Picture region annotation listing
○ ○ ○ ○
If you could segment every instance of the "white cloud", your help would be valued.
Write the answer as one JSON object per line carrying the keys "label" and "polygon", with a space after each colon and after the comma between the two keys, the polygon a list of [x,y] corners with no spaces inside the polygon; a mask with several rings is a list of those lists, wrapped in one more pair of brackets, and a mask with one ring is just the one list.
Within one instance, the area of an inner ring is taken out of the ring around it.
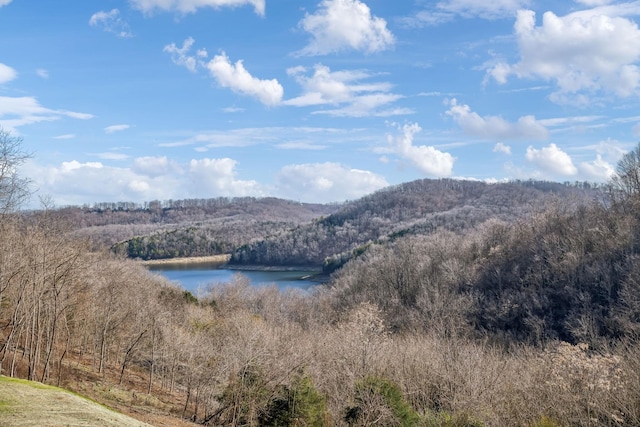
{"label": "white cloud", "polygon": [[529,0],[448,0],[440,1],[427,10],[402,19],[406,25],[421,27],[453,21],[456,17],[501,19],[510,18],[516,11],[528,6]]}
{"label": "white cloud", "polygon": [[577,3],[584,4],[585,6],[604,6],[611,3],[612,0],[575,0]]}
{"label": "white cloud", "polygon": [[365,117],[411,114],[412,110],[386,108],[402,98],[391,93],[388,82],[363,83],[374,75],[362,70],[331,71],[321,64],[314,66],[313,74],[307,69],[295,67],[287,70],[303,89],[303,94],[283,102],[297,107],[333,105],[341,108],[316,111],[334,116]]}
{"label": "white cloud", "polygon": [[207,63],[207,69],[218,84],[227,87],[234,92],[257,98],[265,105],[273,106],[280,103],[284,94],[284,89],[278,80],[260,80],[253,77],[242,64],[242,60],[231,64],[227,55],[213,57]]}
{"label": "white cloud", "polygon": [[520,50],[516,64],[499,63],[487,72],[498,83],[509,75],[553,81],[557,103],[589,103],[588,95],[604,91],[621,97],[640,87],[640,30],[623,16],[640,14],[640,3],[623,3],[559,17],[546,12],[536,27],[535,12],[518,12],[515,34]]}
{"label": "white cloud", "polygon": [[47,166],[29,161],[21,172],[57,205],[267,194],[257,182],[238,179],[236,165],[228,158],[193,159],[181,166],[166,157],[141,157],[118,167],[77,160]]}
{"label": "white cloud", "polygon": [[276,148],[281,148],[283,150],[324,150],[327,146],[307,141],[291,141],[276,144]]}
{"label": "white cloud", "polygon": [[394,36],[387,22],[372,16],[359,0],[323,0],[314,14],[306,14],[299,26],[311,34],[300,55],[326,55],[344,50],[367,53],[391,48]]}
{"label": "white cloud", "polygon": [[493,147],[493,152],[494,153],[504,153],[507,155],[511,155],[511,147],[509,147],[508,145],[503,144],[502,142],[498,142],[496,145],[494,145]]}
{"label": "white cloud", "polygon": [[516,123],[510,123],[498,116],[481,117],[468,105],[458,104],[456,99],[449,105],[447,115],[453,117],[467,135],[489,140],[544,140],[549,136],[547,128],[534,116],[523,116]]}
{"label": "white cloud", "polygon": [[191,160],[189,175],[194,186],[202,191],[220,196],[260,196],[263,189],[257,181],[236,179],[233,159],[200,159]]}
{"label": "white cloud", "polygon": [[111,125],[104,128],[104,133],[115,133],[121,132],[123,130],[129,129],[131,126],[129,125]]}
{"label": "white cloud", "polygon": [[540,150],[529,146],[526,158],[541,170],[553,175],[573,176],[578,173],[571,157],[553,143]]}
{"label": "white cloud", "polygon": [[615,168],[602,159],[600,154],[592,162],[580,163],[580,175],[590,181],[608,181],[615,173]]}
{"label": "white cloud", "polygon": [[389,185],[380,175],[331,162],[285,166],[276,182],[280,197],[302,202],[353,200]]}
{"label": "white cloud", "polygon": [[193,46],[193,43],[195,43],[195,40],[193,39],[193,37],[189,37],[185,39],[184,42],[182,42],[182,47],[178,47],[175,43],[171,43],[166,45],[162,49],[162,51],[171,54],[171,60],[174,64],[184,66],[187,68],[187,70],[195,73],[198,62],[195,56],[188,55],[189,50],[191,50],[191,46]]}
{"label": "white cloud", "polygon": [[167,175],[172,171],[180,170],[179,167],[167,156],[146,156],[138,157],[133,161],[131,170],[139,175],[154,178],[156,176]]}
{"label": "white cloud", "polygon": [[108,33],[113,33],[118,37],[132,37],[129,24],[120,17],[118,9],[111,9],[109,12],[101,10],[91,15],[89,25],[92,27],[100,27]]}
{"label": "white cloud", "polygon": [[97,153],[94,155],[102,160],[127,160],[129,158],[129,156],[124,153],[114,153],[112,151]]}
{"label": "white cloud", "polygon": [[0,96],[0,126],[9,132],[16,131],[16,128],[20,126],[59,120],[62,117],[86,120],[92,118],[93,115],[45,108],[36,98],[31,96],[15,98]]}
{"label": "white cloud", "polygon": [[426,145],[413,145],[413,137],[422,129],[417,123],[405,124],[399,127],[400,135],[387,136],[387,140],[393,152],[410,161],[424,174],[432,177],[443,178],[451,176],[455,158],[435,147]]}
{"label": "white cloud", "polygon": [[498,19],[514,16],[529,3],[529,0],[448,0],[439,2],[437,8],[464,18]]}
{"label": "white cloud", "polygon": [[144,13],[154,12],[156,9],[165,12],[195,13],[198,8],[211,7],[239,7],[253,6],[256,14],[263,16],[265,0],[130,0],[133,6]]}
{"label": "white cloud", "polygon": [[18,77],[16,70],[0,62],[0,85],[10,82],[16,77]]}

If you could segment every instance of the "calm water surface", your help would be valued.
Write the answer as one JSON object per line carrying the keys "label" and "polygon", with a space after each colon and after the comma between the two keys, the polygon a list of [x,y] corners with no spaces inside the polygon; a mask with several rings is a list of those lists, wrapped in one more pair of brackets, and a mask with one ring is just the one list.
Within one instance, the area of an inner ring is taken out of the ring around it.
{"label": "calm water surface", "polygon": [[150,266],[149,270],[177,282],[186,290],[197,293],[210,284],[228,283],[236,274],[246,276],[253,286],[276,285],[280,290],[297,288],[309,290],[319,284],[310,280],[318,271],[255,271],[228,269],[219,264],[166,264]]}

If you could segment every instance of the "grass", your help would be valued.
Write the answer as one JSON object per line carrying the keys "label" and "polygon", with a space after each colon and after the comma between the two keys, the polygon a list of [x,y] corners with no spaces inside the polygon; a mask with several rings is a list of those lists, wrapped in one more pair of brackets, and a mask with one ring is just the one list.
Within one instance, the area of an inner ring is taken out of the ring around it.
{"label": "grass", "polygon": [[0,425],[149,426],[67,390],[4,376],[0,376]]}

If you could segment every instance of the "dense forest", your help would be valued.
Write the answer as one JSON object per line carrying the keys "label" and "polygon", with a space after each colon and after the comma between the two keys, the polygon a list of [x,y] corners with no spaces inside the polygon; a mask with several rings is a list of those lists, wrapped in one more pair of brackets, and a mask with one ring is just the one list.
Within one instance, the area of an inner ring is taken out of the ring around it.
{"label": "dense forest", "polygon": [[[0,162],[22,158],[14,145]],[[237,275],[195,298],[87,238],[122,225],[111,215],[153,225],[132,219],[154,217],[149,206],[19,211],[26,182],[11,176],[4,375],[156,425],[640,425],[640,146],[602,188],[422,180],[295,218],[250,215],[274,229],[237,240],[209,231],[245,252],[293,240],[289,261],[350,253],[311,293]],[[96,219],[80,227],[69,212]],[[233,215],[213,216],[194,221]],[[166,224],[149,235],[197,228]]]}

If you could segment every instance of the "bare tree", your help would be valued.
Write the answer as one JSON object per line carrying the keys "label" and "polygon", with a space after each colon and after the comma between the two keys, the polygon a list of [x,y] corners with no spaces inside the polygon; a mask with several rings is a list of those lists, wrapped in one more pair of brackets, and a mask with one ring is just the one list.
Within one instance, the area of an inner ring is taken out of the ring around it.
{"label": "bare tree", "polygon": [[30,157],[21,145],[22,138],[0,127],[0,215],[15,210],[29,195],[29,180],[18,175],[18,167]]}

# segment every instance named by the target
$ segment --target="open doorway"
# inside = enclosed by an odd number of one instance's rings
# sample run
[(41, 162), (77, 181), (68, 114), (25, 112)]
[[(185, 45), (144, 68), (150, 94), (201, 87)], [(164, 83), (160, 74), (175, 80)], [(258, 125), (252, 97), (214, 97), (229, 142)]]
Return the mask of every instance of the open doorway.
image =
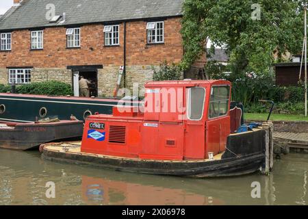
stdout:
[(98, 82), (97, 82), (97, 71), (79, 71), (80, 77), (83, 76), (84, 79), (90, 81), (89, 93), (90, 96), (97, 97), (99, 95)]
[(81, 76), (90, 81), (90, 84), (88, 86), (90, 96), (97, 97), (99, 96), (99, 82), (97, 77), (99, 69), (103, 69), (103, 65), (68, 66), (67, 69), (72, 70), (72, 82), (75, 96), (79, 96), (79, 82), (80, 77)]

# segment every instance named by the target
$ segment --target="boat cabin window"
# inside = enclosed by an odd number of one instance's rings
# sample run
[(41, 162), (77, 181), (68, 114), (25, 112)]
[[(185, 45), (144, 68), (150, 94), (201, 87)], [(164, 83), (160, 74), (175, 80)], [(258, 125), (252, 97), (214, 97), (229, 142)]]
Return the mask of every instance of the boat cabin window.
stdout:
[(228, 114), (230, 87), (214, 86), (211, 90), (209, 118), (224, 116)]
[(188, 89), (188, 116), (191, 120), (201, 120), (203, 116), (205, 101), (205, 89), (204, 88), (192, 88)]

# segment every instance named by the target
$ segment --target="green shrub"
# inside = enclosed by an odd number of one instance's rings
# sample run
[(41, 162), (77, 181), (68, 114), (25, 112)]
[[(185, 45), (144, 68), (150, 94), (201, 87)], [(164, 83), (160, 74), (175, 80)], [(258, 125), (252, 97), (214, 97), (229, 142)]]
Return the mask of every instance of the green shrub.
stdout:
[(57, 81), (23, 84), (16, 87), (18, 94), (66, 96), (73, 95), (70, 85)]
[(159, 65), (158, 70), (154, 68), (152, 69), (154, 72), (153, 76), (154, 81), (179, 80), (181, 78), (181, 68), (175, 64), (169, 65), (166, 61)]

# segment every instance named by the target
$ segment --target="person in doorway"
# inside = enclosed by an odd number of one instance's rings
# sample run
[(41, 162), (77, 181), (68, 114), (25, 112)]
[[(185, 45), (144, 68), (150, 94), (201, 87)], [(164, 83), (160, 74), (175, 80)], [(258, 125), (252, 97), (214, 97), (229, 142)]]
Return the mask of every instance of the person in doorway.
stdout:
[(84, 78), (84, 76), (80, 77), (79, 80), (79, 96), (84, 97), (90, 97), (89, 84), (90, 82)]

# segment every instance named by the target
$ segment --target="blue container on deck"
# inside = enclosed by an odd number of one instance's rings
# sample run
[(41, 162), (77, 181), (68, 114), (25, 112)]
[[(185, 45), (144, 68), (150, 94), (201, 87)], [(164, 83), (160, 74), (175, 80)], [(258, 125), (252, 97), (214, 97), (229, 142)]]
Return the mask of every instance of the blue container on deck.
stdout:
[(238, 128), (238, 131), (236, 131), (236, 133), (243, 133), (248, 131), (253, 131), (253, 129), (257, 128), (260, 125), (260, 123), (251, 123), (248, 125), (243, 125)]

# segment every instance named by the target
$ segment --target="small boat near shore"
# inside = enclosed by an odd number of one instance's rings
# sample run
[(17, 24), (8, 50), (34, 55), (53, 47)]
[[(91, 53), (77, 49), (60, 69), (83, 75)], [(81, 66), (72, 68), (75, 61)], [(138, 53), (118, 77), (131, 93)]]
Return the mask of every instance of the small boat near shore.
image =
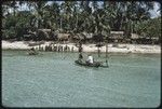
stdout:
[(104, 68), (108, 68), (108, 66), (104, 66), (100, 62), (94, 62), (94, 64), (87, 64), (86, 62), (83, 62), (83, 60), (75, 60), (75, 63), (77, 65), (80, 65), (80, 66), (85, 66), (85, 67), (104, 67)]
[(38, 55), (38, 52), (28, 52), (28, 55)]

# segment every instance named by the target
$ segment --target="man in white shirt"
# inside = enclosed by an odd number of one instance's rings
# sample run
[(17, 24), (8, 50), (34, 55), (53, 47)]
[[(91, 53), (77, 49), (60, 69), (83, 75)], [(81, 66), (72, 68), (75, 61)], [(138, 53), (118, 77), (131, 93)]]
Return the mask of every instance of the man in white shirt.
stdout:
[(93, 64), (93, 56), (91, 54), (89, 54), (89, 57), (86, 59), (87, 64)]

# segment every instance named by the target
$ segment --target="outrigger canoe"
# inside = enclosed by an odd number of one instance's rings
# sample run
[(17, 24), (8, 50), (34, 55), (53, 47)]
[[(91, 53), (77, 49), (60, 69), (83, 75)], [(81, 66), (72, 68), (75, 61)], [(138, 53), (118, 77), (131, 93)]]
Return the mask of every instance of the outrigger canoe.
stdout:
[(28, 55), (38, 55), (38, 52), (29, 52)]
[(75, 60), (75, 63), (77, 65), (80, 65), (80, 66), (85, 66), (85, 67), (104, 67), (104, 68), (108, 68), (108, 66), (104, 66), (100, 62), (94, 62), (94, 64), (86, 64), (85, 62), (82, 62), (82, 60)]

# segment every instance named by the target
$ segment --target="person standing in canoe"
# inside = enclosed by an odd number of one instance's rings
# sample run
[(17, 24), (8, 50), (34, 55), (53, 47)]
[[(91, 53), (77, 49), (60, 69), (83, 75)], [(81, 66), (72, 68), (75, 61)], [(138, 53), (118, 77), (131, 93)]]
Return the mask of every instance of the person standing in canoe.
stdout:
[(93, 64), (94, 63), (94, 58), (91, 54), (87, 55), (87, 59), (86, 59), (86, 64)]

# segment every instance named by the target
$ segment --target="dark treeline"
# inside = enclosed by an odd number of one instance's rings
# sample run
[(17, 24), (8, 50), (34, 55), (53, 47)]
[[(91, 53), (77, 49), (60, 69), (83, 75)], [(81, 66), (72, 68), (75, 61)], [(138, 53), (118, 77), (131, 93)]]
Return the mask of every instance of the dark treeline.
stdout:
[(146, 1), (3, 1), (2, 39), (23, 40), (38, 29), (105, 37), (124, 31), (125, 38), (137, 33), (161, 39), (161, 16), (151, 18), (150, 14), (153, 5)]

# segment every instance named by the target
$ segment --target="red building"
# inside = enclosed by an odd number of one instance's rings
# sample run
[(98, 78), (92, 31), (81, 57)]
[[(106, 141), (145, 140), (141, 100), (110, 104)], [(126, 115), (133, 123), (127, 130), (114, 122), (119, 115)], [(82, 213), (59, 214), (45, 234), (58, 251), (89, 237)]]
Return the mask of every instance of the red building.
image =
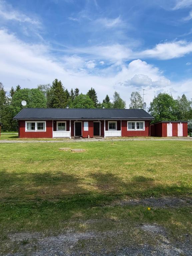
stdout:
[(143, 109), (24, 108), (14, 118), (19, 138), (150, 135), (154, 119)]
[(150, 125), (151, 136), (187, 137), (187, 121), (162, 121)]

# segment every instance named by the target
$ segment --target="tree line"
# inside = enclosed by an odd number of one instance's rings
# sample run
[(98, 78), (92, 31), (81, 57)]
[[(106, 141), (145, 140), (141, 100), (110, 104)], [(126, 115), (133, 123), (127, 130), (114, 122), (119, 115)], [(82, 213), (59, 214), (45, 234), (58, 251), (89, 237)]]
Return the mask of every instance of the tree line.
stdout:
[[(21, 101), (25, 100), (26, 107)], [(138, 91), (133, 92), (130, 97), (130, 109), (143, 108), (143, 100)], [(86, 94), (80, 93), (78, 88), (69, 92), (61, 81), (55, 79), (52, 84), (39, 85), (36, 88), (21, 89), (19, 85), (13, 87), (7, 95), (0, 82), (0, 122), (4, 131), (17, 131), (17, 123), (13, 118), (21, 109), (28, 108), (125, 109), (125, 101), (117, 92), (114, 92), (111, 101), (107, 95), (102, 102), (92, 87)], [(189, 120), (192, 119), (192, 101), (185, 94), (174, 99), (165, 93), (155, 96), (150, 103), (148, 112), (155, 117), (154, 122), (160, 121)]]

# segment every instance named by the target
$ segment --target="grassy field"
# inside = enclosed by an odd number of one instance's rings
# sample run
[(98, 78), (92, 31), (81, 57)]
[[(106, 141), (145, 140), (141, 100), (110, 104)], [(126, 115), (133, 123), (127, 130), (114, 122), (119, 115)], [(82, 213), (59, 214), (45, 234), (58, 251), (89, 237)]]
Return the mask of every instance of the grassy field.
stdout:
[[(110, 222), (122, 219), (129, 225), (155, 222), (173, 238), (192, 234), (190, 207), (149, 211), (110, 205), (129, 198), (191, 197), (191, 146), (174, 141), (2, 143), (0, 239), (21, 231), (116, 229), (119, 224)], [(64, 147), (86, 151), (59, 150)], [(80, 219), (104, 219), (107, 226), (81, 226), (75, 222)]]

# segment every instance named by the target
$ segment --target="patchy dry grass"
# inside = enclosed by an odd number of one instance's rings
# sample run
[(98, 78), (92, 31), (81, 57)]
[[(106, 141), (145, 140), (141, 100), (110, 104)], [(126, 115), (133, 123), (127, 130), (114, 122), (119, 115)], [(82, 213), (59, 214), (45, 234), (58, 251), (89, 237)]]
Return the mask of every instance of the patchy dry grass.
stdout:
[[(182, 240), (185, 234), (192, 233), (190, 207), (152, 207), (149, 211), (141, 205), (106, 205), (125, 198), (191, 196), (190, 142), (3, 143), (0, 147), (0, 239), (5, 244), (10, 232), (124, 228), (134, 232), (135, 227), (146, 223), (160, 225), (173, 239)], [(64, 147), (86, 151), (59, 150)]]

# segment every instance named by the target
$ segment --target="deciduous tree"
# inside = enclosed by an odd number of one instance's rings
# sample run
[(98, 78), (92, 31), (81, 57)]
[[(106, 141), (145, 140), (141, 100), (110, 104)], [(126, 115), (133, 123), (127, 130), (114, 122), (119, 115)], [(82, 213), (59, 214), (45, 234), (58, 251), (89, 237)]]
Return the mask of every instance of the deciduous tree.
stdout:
○ ○ ○ ○
Count the lines in the listing that contain the word "patchy", and give only the number.

2